:: Do this ::
Give a verbatim repeat of the lines that run from the line containing "the excavator bucket" to the end of the data below.

(Dataset excerpts on object pointing)
====
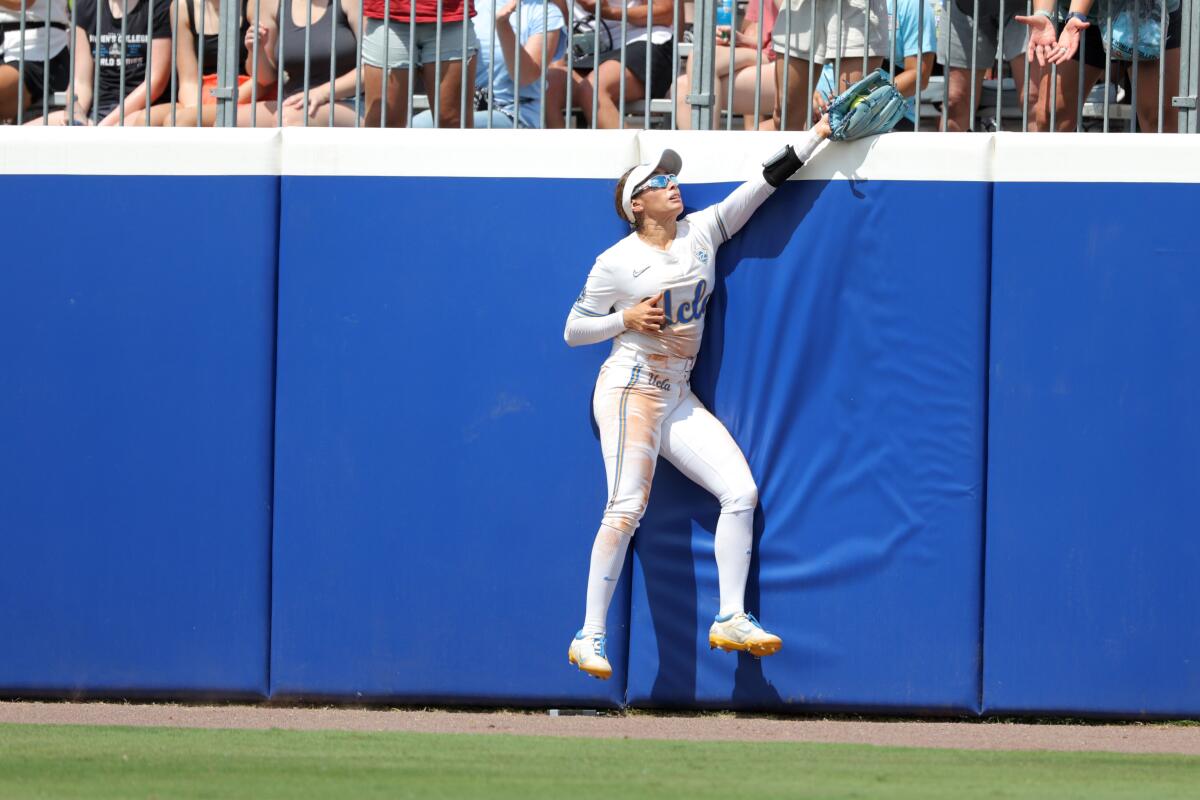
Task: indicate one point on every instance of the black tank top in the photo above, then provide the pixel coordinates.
(211, 41)
(321, 43)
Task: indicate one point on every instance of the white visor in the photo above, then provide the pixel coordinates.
(667, 160)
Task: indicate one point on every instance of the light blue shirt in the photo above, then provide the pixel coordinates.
(502, 82)
(909, 42)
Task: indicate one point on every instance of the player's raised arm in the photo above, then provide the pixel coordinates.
(731, 214)
(869, 107)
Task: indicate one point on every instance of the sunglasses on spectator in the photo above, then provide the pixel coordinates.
(658, 181)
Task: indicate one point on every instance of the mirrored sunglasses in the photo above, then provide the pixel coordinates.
(658, 181)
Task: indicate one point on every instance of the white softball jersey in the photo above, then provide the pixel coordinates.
(643, 403)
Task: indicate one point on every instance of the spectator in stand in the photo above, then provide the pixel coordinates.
(582, 40)
(535, 31)
(1049, 47)
(189, 67)
(915, 37)
(745, 72)
(804, 46)
(43, 19)
(451, 73)
(324, 89)
(954, 38)
(605, 83)
(101, 103)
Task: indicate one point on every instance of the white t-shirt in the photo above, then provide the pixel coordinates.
(35, 30)
(633, 32)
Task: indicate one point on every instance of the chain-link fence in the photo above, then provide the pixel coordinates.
(965, 65)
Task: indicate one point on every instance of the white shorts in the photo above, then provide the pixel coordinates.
(647, 409)
(810, 29)
(425, 43)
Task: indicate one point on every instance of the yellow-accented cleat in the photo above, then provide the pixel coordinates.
(743, 632)
(587, 653)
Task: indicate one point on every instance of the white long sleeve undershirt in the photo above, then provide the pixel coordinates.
(593, 330)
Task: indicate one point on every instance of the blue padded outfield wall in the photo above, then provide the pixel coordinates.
(379, 480)
(137, 314)
(1093, 537)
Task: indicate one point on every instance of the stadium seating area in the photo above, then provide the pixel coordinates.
(51, 70)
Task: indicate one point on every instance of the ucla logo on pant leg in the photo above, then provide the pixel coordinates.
(658, 382)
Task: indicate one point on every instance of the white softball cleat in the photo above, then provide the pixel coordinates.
(743, 632)
(587, 653)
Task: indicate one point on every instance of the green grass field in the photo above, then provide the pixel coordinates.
(109, 762)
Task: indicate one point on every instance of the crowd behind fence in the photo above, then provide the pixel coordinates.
(1027, 65)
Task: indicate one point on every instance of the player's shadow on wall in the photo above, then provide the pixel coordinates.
(681, 512)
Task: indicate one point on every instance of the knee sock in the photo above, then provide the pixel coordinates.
(607, 558)
(735, 537)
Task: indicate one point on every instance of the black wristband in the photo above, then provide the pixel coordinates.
(781, 166)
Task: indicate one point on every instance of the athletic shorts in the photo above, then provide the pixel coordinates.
(36, 77)
(809, 29)
(661, 74)
(424, 42)
(958, 30)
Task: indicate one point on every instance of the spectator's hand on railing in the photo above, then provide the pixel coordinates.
(1068, 40)
(507, 10)
(265, 41)
(78, 118)
(1043, 38)
(646, 317)
(318, 97)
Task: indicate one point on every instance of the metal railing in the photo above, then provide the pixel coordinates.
(1025, 65)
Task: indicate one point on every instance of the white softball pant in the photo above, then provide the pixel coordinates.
(647, 409)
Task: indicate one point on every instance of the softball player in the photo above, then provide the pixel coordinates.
(649, 294)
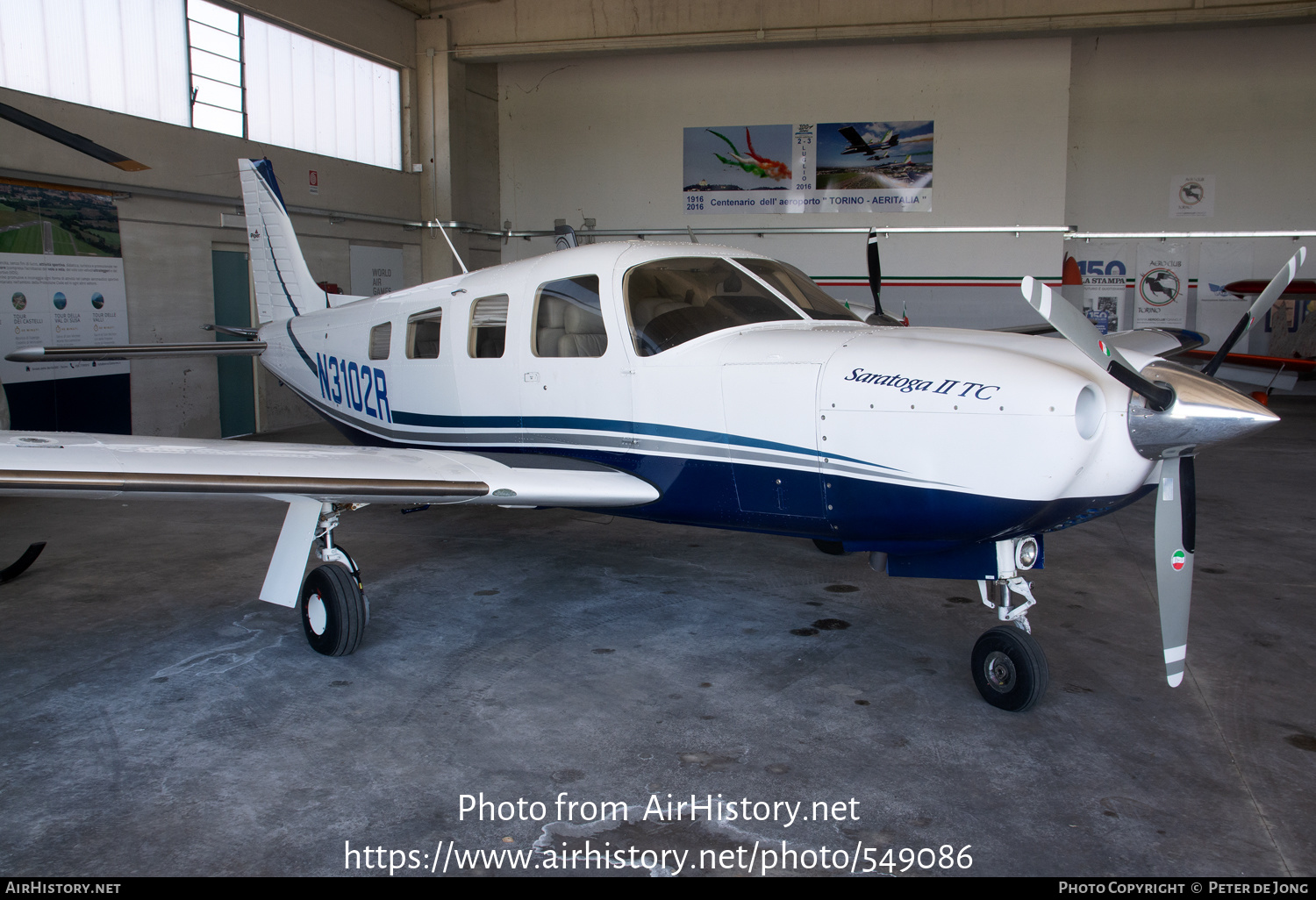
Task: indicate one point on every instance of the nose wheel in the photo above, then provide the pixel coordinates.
(1010, 668)
(334, 610)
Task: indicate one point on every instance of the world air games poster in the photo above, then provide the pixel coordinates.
(861, 166)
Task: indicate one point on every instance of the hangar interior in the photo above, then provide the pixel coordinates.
(526, 653)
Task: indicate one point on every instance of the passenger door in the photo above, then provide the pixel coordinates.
(576, 374)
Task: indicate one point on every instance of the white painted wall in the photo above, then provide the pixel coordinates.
(1236, 104)
(602, 139)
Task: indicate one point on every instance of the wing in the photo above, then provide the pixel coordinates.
(310, 478)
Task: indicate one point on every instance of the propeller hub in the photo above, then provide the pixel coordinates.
(1205, 413)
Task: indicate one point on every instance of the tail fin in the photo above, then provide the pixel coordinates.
(283, 283)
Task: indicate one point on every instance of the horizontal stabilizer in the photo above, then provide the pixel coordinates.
(137, 352)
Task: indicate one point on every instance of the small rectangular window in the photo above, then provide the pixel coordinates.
(489, 326)
(379, 339)
(423, 333)
(568, 320)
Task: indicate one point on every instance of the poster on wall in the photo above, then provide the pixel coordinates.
(1160, 292)
(1221, 262)
(860, 166)
(375, 270)
(62, 284)
(1192, 196)
(1105, 268)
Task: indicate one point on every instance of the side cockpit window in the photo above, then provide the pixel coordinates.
(489, 328)
(800, 289)
(379, 339)
(676, 300)
(568, 318)
(423, 333)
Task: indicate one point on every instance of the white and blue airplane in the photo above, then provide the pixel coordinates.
(697, 384)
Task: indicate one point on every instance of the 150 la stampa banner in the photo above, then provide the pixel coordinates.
(860, 166)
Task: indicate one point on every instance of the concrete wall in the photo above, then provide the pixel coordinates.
(1084, 132)
(602, 139)
(1236, 104)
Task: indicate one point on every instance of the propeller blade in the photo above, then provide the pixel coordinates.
(1176, 536)
(1082, 333)
(70, 139)
(20, 566)
(1262, 304)
(876, 271)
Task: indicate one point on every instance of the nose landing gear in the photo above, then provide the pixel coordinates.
(334, 610)
(1008, 665)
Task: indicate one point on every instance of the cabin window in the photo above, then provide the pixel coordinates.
(489, 326)
(568, 318)
(676, 300)
(799, 289)
(423, 333)
(379, 339)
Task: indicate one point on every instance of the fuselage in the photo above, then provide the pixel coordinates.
(905, 439)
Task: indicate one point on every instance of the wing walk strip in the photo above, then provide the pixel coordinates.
(184, 483)
(711, 449)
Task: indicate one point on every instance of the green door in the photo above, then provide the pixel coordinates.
(237, 374)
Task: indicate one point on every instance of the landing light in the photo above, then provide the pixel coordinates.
(1026, 554)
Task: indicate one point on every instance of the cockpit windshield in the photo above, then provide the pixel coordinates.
(676, 300)
(799, 289)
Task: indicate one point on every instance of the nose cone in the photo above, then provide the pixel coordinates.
(1205, 413)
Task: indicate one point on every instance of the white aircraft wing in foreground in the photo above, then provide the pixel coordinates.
(316, 482)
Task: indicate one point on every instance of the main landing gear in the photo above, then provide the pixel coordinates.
(1008, 665)
(334, 610)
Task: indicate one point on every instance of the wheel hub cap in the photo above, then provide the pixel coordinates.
(316, 613)
(999, 670)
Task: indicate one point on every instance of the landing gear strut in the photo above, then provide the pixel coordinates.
(334, 610)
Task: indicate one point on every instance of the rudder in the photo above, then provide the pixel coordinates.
(283, 283)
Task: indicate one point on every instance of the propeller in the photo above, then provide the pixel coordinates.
(70, 139)
(1260, 305)
(878, 318)
(1202, 411)
(1081, 332)
(1176, 536)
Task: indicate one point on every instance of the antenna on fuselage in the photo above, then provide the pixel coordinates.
(444, 232)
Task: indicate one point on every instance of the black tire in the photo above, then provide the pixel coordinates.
(332, 592)
(1010, 668)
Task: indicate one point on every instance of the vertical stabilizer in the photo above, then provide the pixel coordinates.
(283, 283)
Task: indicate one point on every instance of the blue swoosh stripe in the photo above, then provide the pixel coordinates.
(613, 425)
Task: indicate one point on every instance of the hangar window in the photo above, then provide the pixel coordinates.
(379, 339)
(125, 57)
(799, 289)
(489, 326)
(192, 62)
(568, 320)
(676, 300)
(423, 333)
(215, 58)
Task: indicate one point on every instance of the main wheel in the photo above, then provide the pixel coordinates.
(333, 611)
(1010, 668)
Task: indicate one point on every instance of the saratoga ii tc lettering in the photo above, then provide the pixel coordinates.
(907, 384)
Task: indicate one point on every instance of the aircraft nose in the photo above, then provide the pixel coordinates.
(1205, 413)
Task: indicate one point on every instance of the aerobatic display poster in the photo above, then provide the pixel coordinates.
(876, 168)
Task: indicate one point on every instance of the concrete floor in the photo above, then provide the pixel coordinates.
(161, 720)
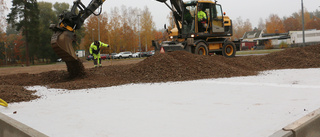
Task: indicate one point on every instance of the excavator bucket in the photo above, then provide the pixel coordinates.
(61, 42)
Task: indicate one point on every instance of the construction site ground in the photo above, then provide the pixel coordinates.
(174, 66)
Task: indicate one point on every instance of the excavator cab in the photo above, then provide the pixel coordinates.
(213, 24)
(201, 28)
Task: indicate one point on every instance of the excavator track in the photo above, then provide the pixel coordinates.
(61, 42)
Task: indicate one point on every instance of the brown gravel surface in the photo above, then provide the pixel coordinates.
(174, 66)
====
:: Task answer ::
Task: indicate one point on every instance of the excavator bucket in the photo above, then provide the pixel coordinates.
(61, 42)
Task: indicate one point on every instance of the construction site ground in the photo above, then provide the pixel coordinates.
(174, 66)
Task: indicate one point on every instance of the excavator cab in the photo above, then provide the pixel coordinates.
(213, 24)
(201, 28)
Task: indicate one point on every instance of the excavator track in the photo above, then provide the pixel coordinates.
(61, 42)
Task: indicate one point on every instance of the brown gravel surface in the photo above, then provide the pixel coordinates.
(174, 66)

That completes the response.